Objective:
Copy every item below word for word, leaving nothing out.

Supplied data:
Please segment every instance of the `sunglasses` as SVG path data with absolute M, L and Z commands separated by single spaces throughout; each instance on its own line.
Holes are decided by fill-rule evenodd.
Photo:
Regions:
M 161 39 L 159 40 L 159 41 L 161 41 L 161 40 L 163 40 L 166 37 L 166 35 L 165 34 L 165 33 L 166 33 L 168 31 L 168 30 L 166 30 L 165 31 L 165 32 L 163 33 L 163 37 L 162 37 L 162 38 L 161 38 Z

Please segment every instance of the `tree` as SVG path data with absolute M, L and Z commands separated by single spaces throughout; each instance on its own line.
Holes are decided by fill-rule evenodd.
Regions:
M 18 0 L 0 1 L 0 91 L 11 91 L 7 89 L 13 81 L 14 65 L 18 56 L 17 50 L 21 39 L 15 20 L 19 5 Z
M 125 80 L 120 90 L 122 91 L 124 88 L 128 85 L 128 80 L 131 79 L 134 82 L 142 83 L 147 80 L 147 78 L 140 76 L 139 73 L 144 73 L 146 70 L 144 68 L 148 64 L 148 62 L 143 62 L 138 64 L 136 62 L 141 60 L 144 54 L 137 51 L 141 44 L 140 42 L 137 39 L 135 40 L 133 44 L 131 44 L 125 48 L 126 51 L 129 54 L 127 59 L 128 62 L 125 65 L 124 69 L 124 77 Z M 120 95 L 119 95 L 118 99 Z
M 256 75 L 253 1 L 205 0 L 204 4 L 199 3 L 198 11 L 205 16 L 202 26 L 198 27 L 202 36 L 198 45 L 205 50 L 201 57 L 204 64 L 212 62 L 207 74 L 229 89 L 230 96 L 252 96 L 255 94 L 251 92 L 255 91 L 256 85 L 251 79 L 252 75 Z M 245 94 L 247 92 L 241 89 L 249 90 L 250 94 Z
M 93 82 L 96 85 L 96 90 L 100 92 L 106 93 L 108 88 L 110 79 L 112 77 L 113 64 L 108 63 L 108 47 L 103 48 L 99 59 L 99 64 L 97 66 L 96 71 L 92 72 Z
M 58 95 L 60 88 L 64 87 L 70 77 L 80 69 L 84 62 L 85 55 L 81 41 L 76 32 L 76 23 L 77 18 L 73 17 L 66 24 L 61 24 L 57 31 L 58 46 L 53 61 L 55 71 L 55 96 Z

Answer below:
Please segment every instance of the `sunglasses` as SVG path data with absolute M, L and Z commands separated by single spaces throughout; each instance on its own line.
Holes are decided by fill-rule evenodd.
Photo:
Regions:
M 161 39 L 159 40 L 159 41 L 161 41 L 161 40 L 163 40 L 166 37 L 166 35 L 165 34 L 165 33 L 166 33 L 168 31 L 168 30 L 166 30 L 165 31 L 165 32 L 163 33 L 163 37 L 162 37 L 162 38 L 161 38 Z

Please segment every instance of the `tree` as SVG path data with absolute M, L and Z commands separated by single spaces throughout; each instance on its own line.
Holes are decided by fill-rule evenodd.
Regions:
M 18 0 L 0 1 L 0 91 L 11 91 L 7 89 L 13 81 L 14 65 L 18 56 L 17 50 L 21 39 L 15 20 L 19 5 Z
M 125 80 L 120 90 L 122 91 L 124 88 L 128 85 L 128 80 L 131 79 L 134 82 L 142 83 L 147 80 L 147 78 L 140 76 L 139 73 L 144 73 L 146 70 L 144 68 L 148 64 L 148 62 L 143 62 L 138 64 L 136 62 L 141 60 L 144 54 L 137 51 L 141 44 L 140 42 L 137 39 L 135 40 L 133 44 L 131 44 L 125 48 L 126 51 L 129 54 L 127 59 L 128 62 L 125 65 L 124 69 L 124 77 Z M 120 95 L 119 95 L 118 99 Z
M 256 75 L 253 1 L 205 0 L 204 4 L 199 3 L 198 11 L 205 16 L 202 26 L 198 27 L 202 36 L 198 45 L 205 50 L 201 57 L 204 64 L 212 62 L 207 74 L 229 89 L 230 96 L 252 96 L 255 94 L 251 92 L 255 91 L 256 85 L 251 79 L 252 75 Z M 245 94 L 247 92 L 241 89 L 249 90 L 250 94 Z
M 93 82 L 96 85 L 96 90 L 100 92 L 106 93 L 108 88 L 110 79 L 112 77 L 113 64 L 108 63 L 108 47 L 103 48 L 99 59 L 99 64 L 97 66 L 96 71 L 92 72 Z
M 58 95 L 60 88 L 64 87 L 70 77 L 80 69 L 84 62 L 85 55 L 81 41 L 76 32 L 76 23 L 77 18 L 73 17 L 66 24 L 61 24 L 57 31 L 58 46 L 53 61 L 55 71 L 55 96 Z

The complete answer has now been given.